GIVEN TASK
Can you render everything from the line containing "q: ford emblem on van grille" down to the line containing "top-left (0, 371), bottom-right (28, 400)", both ends included, as a numbered list with any blank lines left out?

EXERCISE DATA
________________

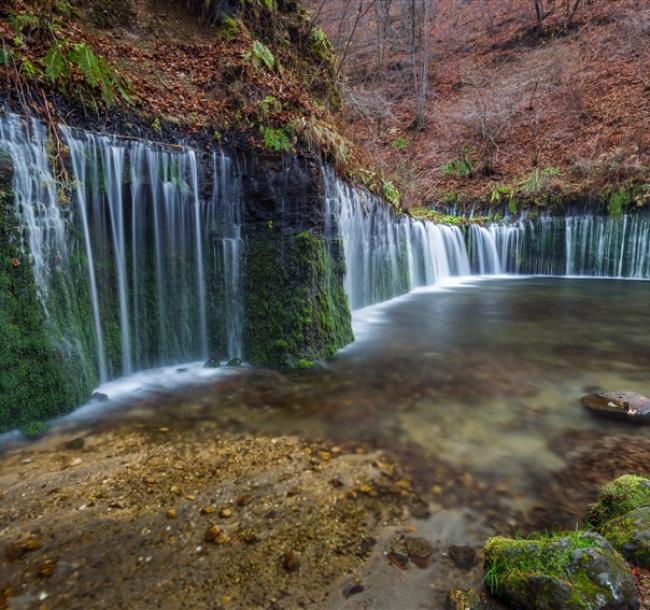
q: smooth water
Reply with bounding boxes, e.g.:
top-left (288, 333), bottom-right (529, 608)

________________

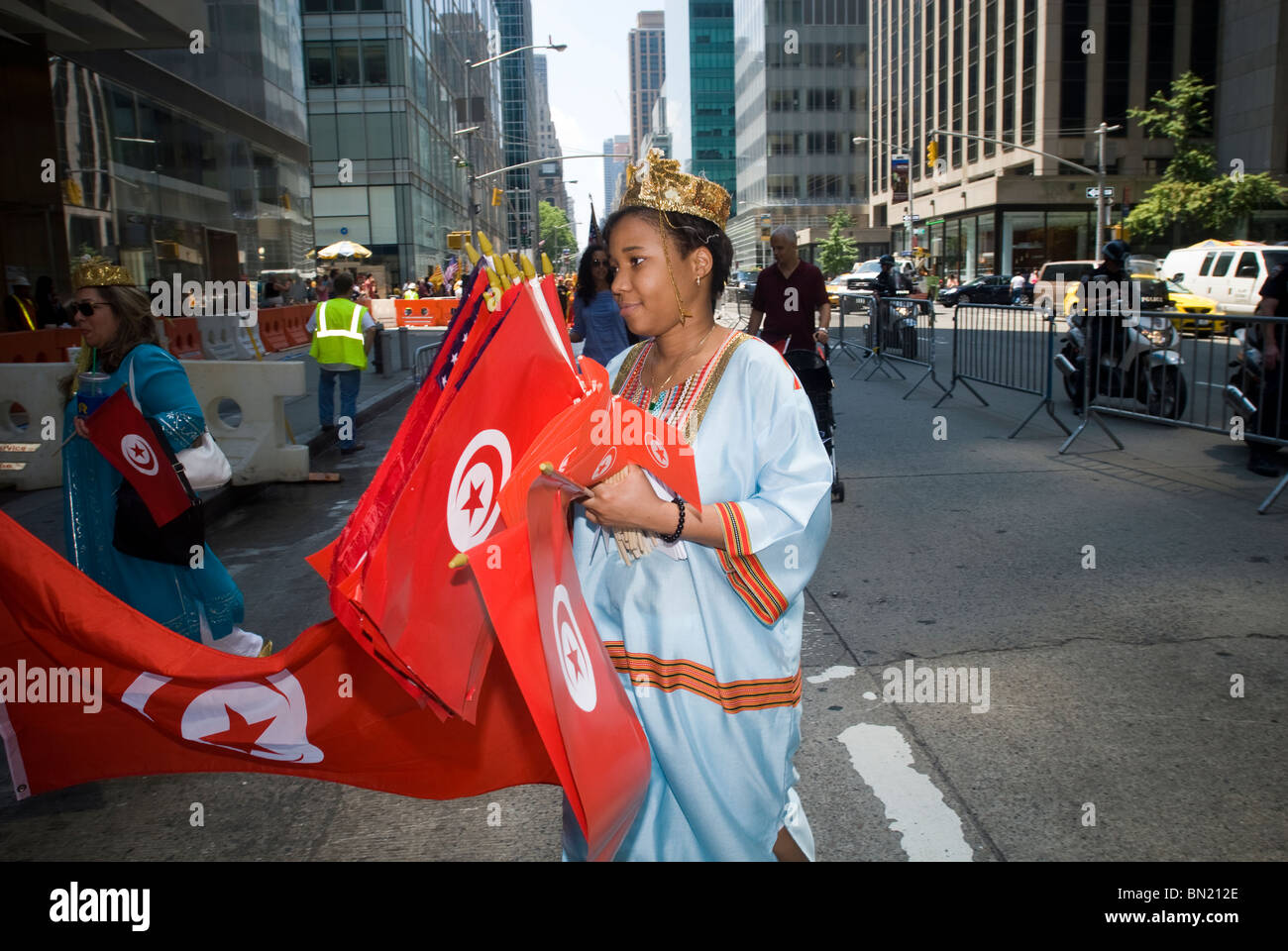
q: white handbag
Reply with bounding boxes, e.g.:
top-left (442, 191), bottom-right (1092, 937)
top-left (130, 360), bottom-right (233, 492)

________________

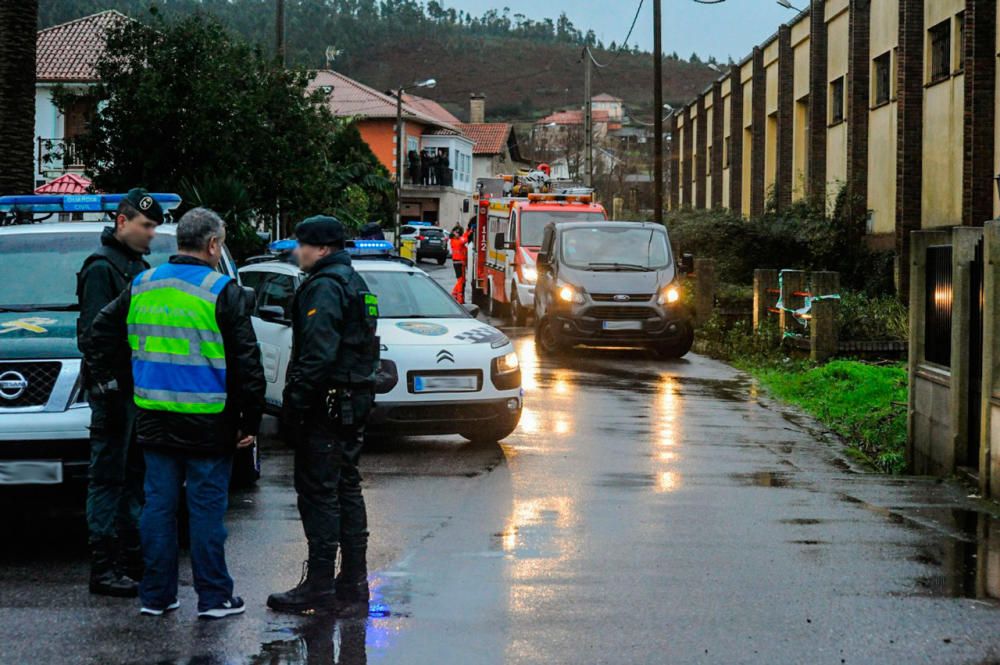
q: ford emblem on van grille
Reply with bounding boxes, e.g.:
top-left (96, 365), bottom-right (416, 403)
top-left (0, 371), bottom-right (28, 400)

________________

RESULT OF THE TASK
1. q: ford emblem on van grille
2. Reply with bounding boxes, e.g.:
3. top-left (96, 365), bottom-right (416, 403)
4. top-left (0, 371), bottom-right (28, 400)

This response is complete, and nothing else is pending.